DIRECTIONS FOR THIS TASK:
Could you format the records below, from the line with "468, 1194, 899]." up to and including the line with "[1100, 304, 1316, 391]", as a Markdown table with the columns Row and Text, one numbered row per line, skipping blank lines and leaving the pictures out?
##### STORED ROWS
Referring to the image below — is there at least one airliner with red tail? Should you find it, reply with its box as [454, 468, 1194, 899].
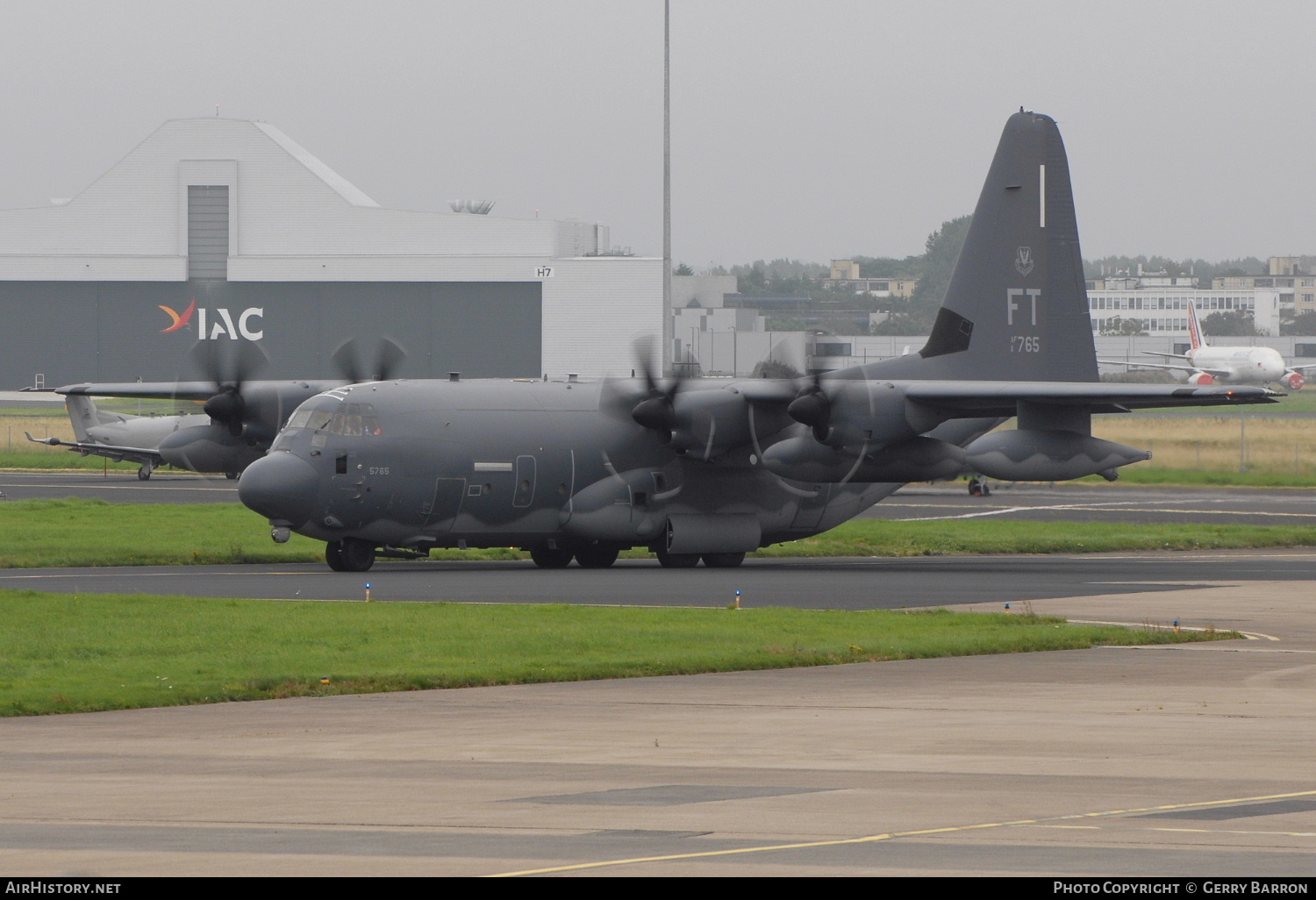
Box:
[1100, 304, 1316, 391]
##########
##### STORED ROWS
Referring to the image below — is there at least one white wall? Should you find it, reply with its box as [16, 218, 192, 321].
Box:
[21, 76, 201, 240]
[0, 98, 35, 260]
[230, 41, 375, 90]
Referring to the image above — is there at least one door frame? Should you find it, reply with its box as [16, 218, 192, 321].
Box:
##########
WRITTEN REPLY:
| Row | Text |
|---|---|
| 1 | Referring to the image below — is there at least one airliner with red tail? Should you find it, reply with its box as [454, 468, 1194, 899]. |
| 2 | Box: |
| 3 | [1100, 304, 1316, 391] |